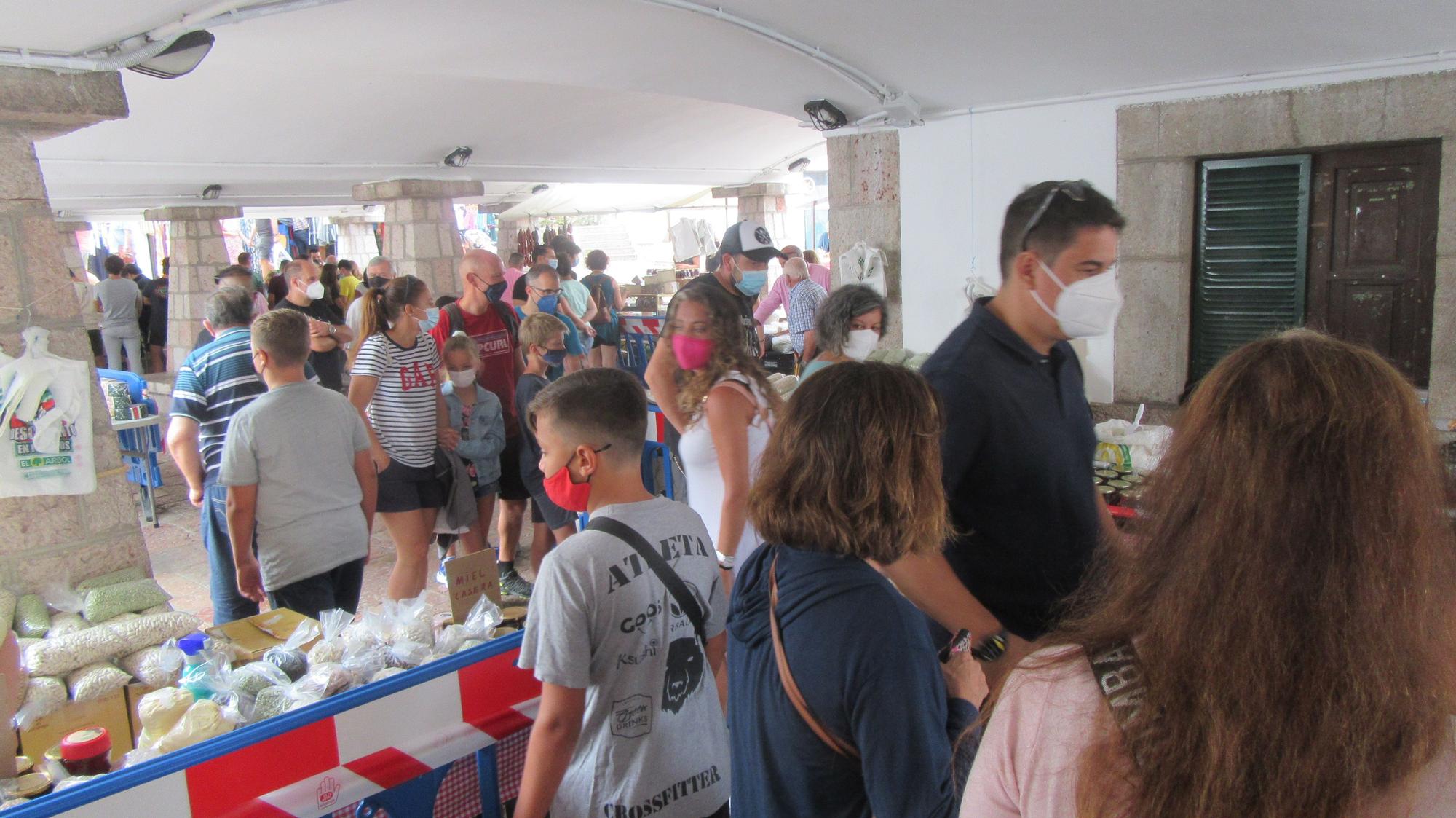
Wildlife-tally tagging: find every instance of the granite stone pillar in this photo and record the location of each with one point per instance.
(46, 539)
(864, 197)
(197, 253)
(420, 229)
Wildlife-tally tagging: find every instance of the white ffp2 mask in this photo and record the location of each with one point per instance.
(1088, 307)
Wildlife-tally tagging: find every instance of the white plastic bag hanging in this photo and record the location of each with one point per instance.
(47, 422)
(866, 265)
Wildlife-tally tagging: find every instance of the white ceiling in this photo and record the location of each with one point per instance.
(293, 109)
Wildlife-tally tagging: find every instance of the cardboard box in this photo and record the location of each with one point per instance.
(135, 693)
(471, 577)
(108, 712)
(253, 637)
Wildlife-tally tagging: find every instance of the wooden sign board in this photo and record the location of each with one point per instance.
(468, 578)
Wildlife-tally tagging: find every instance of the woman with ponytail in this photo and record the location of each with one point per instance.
(397, 390)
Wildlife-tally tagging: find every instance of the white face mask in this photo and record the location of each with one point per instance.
(1090, 307)
(861, 342)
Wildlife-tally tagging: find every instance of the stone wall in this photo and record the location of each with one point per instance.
(864, 197)
(199, 253)
(1158, 150)
(53, 538)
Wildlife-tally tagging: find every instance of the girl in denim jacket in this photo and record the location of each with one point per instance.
(475, 412)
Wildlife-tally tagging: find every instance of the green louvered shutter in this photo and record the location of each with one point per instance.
(1251, 258)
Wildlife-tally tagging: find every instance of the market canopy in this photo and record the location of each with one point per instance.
(295, 108)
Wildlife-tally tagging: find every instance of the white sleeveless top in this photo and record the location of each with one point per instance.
(705, 481)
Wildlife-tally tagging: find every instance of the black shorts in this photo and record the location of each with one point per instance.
(407, 488)
(512, 484)
(547, 511)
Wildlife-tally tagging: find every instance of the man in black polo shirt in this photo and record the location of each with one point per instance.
(742, 268)
(328, 334)
(1018, 444)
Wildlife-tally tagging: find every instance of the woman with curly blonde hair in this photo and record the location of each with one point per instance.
(730, 406)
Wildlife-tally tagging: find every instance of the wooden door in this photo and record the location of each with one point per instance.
(1372, 242)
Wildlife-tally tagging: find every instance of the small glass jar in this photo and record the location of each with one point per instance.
(87, 752)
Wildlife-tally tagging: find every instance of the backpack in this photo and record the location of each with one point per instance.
(455, 319)
(599, 297)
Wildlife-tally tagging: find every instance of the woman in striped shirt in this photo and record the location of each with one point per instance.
(395, 388)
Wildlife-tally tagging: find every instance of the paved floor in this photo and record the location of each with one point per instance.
(180, 561)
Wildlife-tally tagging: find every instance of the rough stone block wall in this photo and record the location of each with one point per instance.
(864, 194)
(1158, 147)
(197, 253)
(53, 538)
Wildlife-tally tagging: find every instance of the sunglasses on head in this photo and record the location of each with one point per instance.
(1075, 189)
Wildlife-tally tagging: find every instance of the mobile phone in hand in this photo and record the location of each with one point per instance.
(959, 645)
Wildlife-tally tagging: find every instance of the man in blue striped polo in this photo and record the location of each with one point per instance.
(213, 385)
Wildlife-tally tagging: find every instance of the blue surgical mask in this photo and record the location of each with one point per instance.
(753, 281)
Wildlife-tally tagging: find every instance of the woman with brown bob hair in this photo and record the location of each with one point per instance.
(1278, 642)
(851, 479)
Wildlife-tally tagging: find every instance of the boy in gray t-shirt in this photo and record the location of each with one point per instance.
(630, 721)
(299, 472)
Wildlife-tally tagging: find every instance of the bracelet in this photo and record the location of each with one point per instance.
(991, 648)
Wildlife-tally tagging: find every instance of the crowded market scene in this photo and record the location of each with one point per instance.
(657, 408)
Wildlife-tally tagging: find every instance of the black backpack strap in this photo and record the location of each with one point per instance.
(1120, 679)
(456, 318)
(654, 559)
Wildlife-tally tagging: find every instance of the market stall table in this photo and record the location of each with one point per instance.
(341, 750)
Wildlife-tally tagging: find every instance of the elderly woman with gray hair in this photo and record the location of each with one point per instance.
(850, 326)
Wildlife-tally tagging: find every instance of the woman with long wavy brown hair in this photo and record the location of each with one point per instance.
(1288, 612)
(730, 406)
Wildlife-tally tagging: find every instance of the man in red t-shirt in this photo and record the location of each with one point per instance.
(493, 326)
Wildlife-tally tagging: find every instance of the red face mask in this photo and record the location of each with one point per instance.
(692, 353)
(567, 494)
(560, 489)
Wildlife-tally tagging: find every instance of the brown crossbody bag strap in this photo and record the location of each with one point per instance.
(839, 746)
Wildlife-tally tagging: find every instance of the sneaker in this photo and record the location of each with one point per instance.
(515, 586)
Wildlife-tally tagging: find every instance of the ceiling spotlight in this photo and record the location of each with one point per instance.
(825, 115)
(178, 58)
(459, 157)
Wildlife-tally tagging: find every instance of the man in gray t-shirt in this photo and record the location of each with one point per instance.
(601, 619)
(299, 472)
(119, 299)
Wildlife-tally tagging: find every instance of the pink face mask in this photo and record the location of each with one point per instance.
(692, 353)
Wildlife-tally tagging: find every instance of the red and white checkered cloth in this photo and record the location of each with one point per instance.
(459, 794)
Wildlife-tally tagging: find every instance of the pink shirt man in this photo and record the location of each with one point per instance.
(780, 293)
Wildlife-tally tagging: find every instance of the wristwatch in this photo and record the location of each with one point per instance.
(991, 648)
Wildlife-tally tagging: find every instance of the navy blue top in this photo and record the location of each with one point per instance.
(1017, 456)
(866, 666)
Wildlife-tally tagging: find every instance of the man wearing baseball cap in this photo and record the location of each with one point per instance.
(742, 268)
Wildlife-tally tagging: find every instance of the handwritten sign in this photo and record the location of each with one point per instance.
(470, 577)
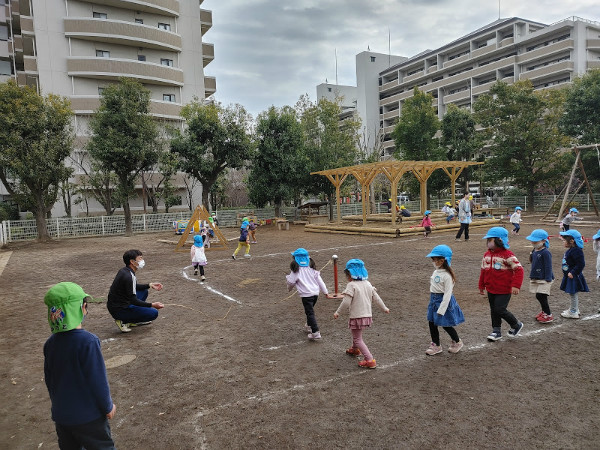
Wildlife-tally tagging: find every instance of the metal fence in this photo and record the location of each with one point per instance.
(72, 227)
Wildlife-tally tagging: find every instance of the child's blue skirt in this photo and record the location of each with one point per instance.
(575, 284)
(453, 316)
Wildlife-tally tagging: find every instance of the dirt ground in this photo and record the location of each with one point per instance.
(227, 363)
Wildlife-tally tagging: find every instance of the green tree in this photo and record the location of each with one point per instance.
(459, 139)
(124, 137)
(521, 126)
(36, 137)
(327, 144)
(581, 120)
(278, 165)
(216, 138)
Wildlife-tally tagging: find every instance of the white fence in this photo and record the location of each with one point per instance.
(68, 227)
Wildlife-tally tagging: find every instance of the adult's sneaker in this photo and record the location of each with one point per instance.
(568, 314)
(494, 336)
(516, 330)
(546, 318)
(124, 327)
(314, 336)
(433, 349)
(455, 346)
(367, 364)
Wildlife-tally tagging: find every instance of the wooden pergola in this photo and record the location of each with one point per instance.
(393, 170)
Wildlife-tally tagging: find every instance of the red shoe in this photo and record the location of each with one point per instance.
(545, 318)
(367, 364)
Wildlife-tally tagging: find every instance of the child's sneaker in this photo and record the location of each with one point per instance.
(516, 330)
(353, 351)
(546, 318)
(124, 327)
(494, 336)
(367, 364)
(568, 314)
(314, 336)
(433, 349)
(455, 346)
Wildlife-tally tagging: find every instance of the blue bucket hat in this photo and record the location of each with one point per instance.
(441, 251)
(301, 257)
(498, 232)
(539, 235)
(357, 269)
(575, 235)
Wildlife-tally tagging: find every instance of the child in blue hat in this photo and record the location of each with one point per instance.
(516, 220)
(307, 280)
(573, 263)
(198, 256)
(541, 276)
(358, 297)
(443, 310)
(501, 276)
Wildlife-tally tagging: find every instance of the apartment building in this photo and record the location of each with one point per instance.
(508, 49)
(75, 48)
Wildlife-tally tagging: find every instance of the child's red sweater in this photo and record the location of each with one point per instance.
(500, 272)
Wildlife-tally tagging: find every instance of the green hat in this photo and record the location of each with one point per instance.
(64, 301)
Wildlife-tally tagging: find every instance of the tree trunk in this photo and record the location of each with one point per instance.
(127, 213)
(40, 219)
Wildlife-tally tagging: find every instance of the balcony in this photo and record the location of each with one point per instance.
(120, 32)
(113, 69)
(210, 86)
(162, 7)
(208, 53)
(563, 66)
(83, 104)
(205, 20)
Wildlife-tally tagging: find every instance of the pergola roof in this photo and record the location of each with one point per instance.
(393, 170)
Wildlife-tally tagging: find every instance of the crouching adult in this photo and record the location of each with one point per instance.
(127, 298)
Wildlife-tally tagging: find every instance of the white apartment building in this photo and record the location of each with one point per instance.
(362, 100)
(508, 49)
(75, 48)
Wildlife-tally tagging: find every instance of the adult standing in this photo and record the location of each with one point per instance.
(127, 298)
(464, 217)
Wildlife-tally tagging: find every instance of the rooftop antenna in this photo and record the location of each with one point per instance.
(335, 50)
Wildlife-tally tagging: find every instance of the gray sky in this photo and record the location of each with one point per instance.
(270, 52)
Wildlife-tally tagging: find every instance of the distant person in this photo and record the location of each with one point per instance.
(464, 217)
(198, 256)
(127, 298)
(573, 262)
(443, 310)
(357, 299)
(75, 374)
(515, 220)
(541, 276)
(307, 280)
(501, 276)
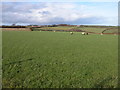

# # # #

### WHAT IS EXPECTED:
From the line holding "Wildlife-tally tagging: find every instance of the distant" down to the final line of the entries above, print every line exactly. Pictures do not go in.

### EXERCISE RESPONSE:
Wildlife-tally tagging: find every instance of the distant person in this photo and record the location of each with one point per instance.
(464, 217)
(198, 256)
(127, 298)
(573, 262)
(443, 310)
(357, 299)
(75, 374)
(515, 220)
(541, 276)
(307, 280)
(501, 276)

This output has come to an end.